▶ _Task list_
• 1. In the mailing-list message about compression and on-disk sorting, what date and time does the message carry?
• 2. Using the mailing-list message about compression and on-disk sorting, decide whether each statement agrees with it: (a) the message was posted to the pgsql-hackers list; (b) the linked results are described as final; (c) the message is addressed to Jim. Answer yes or no for each and quote the deciding words.
• 3. Write the next part of the mailing-list message about compression and on-disk sorting, starting right after its last line.

▶ _Text section_
--- begin ---

Re: Compression and on-disk sorting

From: "Luke Lonergan" <LLonergan(at)greenplum(dot)com>
To: "Jim C(dot) Nasby" <jnasby(at)pervasive(dot)com>, "Tom Lane" <tgl(at)sss(dot)pgh(dot)pa(dot)us>
Cc: "Martijn van Oosterhout" <kleptog(at)svana(dot)org>, "Zeugswetter Andreas DCP SD" <ZeugswetterA(at)spardat(dot)at>, "Greg Stark" <gsstark(at)mit(dot)edu>, "Andrew Dunstan" <andrew(at)dunslane(dot)net>, "Rod Taylor" <pg(at)rbt(dot)ca>, "Bort, Paul" <pbort(at)tmwsystems(dot)com>, pgsql-hackers(at)postgresql(dot)org
Subject: Re: Compression and on-disk sorting
Date: 2006-05-19 11:59:14
Message-ID: 3E37B936B592014B978C4415F90D662D03489494@MI8NYCMAIL06.Mi8.com
Views: Raw Message | Whole Thread | Download mbox | Resend email
Thread:
Lists: pgsql-hackers

Jim,

> http://jim.nasby.net/misc/compress_sort.txt is preliminary results.

--- end ---

▶ _Material_
--- begin ---

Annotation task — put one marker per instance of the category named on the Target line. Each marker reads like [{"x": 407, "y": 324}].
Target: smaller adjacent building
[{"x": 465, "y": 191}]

--- end ---

▶ _Responses per task_
• 1. 2006-05-19 at 11:59:14.

• 2.
(a) Yes: "Lists: pgsql-hackers"
(b) No: "is preliminary results"
(c) Yes: "Jim,"

• 3.
> I've run into a slight problem in that even at a compression
> level of -3, zlib is cutting the on-disk size of sorts by
> 25x. So my pgbench sort test with scale=150 that was
> producing a 2G on-disk sort is now producing a 80M sort,
> which obviously fits in memory. And cuts sort times by more than half.

When you're ready, we can test this on some other interesting cases and
on fast hardware.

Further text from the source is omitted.